TASKS TO COMPLETE
[A] Reproduce the passage of the essay below word for word, starting with "Less obvious is" and going on through "their own terms.".
[B] Condense the essay's paragraph beginning "We have spent years turning our gaze away" into a shorter version that keeps its main points.
[C] Answer these questions using the essay:
(i) What kind of disease does the writer call hypervigilance?
(ii) What three things does the writer say we sometimes create without yet inhabiting them?
(iii) At what moment do those worlds vanish?
++++ SOURCE TEXT ++++
Against Monitoring the Situation

I fear what may happen when we finally rip the bandage off and smash the phones. I fear the day when we have to bury someone we love and stand on the same ground, under the same sky, looking out at a horizon we had abandoned while our eyes were trained on screens. When that moment comes, what tools will we have left to meet the questions that rush in? What habits of attention, what reserves of meaning, what kind of endurance will remain when distraction is no longer available as our refuge?

We have spent years turning our gaze away from precisely the things that will demand answers from us then. And yet we have mistaken our constant alertness for preparedness. We track political movements, social conflicts, moral panics, religious disputes, all mediated through the phone, and we tell ourselves we are vigilant. We feel responsible. We feel informed. But the vigilance is thin, because it is directed outward, toward endless signals, rather than inward, toward the kind of formation that suffering and loss will require.

Hypervigilance is a moral, spiritual, and psychological disease. Its surface form is the constant monitoring of “the situation”—as though safety, truth, or meaning could be secured by surveillance. I have begun to break free of this by living, little by little, the things I believe rather than allowing them to remain merely conceptual.

We are vigilant about the world of ideas, about debates, about current events—who said what to whom. We are vigilant about debate. We think most intensely about what we do not fully experience; we may smile through tears, but then cling desperately to concepts until our minds break.

Less obvious is that we sometimes even create what we do not yet inhabit—music, philosophy, works of art. To inhabit the world of a philosopher or a historian is to dwell within a reality seen dimly but nonetheless seen and engaged. To do so is to share the world with them in the most literal sense. To inhabit the world of music is likewise to encounter something that already presses upon our shared reality. These worlds vanish the moment we begin to trade works of art like marbles—treating them as objects to be handled rather than as universes to be entered and explored on their own terms.

We may never smash the phones. But the screens will go dark. When they do, what will we see? We will be left with what we have trained ourselves to notice: the weight of bodies, the silence between words, the shape of time as it passes without commentary. The question will not be whether the world still has meaning, but whether we have learned how to remain present long enough to receive it.
++++ PROVIDED MATERIAL ++++
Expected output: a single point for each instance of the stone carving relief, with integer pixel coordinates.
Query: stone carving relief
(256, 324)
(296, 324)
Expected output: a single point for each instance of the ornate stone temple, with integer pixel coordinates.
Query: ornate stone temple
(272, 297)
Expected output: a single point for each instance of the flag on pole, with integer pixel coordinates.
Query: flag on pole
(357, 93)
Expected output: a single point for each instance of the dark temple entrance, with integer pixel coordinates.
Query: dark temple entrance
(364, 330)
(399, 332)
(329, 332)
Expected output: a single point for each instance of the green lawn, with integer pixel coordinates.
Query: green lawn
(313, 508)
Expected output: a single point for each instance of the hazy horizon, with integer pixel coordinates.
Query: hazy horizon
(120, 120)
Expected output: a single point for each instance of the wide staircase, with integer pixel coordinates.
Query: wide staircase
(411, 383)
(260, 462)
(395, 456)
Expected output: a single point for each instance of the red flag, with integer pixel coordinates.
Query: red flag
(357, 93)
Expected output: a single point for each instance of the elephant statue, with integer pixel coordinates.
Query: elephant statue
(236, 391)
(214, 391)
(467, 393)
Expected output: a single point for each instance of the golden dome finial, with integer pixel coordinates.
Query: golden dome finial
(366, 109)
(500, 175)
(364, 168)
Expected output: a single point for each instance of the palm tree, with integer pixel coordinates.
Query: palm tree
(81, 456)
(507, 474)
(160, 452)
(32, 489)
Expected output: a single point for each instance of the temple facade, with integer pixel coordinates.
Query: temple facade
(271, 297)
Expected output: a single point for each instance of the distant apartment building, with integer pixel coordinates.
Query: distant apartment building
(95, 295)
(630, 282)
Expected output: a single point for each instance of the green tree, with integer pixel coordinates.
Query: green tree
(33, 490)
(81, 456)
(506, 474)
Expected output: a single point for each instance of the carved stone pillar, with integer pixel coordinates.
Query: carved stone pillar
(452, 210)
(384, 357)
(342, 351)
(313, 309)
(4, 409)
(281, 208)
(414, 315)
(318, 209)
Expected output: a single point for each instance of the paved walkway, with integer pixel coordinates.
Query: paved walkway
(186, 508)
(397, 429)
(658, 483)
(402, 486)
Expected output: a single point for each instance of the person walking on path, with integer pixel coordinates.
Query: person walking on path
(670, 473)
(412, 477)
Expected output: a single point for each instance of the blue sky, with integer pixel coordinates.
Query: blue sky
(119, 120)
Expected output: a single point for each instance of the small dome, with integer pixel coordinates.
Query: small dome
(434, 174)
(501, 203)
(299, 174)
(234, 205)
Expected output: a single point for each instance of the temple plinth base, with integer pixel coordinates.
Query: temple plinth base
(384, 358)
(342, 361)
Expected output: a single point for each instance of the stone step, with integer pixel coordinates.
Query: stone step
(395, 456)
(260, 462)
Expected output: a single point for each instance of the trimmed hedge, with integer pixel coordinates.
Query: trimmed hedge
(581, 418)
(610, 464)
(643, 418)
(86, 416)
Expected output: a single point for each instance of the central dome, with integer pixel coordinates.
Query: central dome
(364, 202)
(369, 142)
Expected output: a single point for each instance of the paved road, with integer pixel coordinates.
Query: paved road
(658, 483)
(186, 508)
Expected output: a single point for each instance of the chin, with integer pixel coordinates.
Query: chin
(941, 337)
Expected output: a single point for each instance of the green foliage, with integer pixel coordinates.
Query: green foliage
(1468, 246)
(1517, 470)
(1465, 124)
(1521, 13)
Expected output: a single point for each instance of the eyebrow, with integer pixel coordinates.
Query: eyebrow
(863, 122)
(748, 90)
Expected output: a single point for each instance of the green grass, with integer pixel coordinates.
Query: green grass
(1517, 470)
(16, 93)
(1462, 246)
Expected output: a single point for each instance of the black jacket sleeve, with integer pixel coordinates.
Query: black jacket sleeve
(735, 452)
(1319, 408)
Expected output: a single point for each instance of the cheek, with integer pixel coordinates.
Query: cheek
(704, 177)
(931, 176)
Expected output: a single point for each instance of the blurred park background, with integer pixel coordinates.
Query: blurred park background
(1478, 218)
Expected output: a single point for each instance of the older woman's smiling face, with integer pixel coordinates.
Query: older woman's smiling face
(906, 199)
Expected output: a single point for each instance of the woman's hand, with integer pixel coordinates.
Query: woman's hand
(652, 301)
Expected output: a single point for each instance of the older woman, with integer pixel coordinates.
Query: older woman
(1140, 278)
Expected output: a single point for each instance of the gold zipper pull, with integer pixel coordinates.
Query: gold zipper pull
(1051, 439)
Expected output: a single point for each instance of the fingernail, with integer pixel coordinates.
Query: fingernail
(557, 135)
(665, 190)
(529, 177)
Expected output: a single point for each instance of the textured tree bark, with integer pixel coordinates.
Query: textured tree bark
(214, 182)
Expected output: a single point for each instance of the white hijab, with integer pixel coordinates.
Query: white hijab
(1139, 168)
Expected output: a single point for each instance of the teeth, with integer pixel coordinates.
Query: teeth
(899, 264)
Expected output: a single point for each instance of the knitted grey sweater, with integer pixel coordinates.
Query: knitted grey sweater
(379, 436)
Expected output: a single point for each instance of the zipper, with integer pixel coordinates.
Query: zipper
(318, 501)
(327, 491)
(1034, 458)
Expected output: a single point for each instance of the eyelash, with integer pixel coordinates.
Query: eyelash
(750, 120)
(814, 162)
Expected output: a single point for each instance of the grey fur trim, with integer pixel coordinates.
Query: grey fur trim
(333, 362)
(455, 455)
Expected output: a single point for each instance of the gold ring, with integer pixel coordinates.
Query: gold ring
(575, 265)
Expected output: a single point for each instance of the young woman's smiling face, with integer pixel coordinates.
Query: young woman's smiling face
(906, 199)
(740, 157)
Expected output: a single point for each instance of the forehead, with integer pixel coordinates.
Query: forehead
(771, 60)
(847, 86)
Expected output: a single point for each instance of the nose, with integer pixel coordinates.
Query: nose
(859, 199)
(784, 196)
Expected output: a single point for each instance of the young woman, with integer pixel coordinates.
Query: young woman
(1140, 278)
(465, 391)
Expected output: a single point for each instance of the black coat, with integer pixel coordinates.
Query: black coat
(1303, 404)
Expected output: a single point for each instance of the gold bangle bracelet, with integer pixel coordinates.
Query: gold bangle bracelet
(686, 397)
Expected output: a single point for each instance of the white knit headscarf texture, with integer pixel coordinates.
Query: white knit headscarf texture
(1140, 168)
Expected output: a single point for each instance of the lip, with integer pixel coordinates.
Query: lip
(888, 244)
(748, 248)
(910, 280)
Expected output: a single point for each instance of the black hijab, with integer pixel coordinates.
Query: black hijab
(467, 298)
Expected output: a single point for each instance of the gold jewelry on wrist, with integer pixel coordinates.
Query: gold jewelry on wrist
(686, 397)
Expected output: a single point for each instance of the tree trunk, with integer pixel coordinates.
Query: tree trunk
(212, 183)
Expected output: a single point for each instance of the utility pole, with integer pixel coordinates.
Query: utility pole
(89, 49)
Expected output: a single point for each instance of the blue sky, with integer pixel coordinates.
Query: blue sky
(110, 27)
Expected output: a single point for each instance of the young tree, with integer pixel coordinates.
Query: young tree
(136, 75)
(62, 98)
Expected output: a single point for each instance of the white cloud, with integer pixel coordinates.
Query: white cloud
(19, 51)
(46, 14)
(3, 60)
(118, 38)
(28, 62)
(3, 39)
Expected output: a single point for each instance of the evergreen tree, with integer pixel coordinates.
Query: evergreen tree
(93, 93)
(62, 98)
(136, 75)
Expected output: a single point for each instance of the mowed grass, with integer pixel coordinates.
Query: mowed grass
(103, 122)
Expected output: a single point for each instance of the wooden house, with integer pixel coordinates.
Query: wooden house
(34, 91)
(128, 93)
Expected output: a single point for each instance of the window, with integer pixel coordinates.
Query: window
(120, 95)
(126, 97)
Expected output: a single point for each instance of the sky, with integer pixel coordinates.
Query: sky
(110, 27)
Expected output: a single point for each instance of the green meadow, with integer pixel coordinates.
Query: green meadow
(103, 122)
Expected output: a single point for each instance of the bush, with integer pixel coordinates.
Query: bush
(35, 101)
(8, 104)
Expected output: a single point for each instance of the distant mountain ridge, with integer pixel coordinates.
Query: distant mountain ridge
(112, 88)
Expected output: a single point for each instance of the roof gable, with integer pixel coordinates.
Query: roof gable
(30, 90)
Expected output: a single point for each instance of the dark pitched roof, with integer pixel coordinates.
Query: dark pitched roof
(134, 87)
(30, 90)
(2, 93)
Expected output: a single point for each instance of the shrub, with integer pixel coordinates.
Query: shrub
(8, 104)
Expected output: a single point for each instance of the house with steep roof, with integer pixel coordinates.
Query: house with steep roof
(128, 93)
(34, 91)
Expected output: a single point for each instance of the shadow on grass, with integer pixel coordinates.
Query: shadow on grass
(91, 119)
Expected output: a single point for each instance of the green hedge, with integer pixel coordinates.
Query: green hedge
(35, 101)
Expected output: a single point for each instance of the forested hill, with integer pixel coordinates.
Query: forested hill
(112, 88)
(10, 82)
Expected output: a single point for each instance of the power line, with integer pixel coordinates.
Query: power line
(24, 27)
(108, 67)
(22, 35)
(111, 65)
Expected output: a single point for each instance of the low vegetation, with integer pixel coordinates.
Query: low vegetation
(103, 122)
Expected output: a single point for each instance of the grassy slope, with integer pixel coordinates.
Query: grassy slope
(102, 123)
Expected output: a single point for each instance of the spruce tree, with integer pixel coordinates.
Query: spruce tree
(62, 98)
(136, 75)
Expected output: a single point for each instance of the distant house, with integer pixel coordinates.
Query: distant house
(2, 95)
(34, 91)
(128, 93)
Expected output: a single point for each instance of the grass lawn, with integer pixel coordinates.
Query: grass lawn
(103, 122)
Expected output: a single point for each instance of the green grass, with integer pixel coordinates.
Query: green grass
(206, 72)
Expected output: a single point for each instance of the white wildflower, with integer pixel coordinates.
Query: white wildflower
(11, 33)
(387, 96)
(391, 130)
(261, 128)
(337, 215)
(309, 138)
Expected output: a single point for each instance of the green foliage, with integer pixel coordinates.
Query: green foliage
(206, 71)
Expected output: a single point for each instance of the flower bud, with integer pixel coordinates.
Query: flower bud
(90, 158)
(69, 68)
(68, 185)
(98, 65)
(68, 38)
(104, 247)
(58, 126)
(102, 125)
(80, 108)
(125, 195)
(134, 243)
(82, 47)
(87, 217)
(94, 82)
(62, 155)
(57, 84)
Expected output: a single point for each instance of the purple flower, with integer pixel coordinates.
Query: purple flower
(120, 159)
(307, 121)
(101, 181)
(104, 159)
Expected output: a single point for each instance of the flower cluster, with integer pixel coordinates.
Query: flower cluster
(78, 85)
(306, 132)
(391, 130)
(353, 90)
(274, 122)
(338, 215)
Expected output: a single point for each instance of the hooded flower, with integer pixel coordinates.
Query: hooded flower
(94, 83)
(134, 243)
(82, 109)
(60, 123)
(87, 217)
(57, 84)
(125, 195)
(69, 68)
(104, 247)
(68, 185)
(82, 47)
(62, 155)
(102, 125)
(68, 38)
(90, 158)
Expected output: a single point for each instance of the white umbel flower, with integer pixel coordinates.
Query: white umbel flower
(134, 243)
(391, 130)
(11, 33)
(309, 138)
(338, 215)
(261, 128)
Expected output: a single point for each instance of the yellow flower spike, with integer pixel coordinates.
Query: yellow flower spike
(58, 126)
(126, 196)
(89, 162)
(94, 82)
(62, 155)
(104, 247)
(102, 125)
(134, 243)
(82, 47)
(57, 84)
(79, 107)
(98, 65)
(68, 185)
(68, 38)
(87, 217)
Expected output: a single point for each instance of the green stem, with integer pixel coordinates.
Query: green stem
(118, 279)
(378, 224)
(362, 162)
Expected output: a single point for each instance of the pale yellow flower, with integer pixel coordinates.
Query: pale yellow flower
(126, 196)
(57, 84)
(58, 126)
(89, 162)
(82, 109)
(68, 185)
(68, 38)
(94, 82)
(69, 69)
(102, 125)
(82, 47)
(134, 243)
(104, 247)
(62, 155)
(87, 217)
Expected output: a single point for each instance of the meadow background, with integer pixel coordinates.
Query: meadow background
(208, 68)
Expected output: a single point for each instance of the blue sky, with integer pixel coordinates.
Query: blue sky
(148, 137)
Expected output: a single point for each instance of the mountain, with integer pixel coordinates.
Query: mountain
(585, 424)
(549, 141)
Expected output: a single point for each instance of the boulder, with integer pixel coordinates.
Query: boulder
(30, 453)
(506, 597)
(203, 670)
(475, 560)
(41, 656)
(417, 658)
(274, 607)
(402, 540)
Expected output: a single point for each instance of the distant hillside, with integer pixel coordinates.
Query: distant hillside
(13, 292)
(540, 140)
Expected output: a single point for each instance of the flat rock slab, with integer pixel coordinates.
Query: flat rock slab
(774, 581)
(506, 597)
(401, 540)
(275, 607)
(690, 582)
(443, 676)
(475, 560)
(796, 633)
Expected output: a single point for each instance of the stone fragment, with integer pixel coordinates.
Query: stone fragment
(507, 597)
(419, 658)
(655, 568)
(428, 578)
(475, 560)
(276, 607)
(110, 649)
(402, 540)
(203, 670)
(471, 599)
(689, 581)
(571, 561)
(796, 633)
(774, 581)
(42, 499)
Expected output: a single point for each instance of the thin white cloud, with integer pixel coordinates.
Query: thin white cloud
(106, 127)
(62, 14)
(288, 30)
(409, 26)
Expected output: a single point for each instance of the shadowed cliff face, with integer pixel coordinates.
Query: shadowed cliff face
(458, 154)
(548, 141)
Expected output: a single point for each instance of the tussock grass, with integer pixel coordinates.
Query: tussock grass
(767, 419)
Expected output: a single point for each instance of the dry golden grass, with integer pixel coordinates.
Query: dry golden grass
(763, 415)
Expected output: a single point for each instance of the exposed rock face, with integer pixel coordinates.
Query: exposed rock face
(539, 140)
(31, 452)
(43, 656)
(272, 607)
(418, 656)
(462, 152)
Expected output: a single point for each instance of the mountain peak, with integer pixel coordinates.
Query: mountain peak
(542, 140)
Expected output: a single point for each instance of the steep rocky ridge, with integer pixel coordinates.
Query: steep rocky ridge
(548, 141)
++++
RESPONSES TO THE TASKS
[A]
Less obvious is that we sometimes even create what we do not yet inhabit—music, philosophy, works of art. To inhabit the world of a philosopher or a historian is to dwell within a reality seen dimly but nonetheless seen and engaged. To do so is to share the world with them in the most literal sense. To inhabit the world of music is likewise to encounter something that already presses upon our shared reality. These worlds vanish the moment we begin to trade works of art like marbles—treating them as objects to be handled rather than as universes to be entered and explored on their own terms.

[B] We have long looked away from the things that will later demand answers of us, yet we mistake constant alertness for preparedness. Tracking political movements, social conflicts, moral panics and religious disputes through the phone makes us feel vigilant, responsible and informed. That vigilance is thin because it points outward at endless signals instead of inward, toward the formation that suffering and loss will require.

[C]
(i) A moral, spiritual, and psychological disease.
(ii) Music, philosophy, and works of art.
(iii) The moment we begin to trade works of art like marbles.